_Task details:_ Please reproduce each line of the data below exactly as shown.

____________

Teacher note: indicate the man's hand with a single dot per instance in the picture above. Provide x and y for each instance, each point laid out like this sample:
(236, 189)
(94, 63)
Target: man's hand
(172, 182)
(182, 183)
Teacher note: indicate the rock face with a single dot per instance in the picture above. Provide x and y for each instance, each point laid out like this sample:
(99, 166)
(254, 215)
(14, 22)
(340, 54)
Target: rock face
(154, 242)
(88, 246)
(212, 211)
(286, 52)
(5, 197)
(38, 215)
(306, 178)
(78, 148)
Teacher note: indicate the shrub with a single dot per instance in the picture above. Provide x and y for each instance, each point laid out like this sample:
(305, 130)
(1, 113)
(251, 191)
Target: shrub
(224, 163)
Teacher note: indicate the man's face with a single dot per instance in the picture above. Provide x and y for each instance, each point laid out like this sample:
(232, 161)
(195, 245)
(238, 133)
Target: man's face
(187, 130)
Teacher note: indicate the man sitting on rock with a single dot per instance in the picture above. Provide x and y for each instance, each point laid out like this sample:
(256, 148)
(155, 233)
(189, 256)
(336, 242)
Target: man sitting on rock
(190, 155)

____________

_Completed task:_
Teacher note: indicate the man's hand with a single dot per instance in the picture above. Provide x and y for each instance, each point laid out like this sample:
(236, 189)
(94, 63)
Target: man's hand
(172, 182)
(182, 183)
Teacher note: indicate the rock face with a single dot per instance in the picture above. Provide x and y for each instance, each point laid out like this sample:
(99, 166)
(254, 215)
(14, 22)
(340, 54)
Target: rock face
(154, 242)
(88, 246)
(212, 211)
(286, 52)
(5, 197)
(38, 215)
(306, 178)
(78, 148)
Teacher note: indicate the shrub with a single dot per instance in the picture above. Provide x and y for each instance, each point laid out like this sample:
(305, 130)
(1, 113)
(251, 191)
Target: shrub
(224, 163)
Teacher note: indicate the man's face with a single dot per instance in the picture above. Provide x and y for each instance, each point laid out like this sample:
(232, 161)
(195, 245)
(238, 133)
Target: man's face
(187, 130)
Teacher note: indicate the man sitting on rock with a single dot per instance in the picture above. Provide x and y for each instance, each point laid out like this sample:
(256, 148)
(155, 233)
(189, 256)
(336, 242)
Target: man sitting on rock
(190, 155)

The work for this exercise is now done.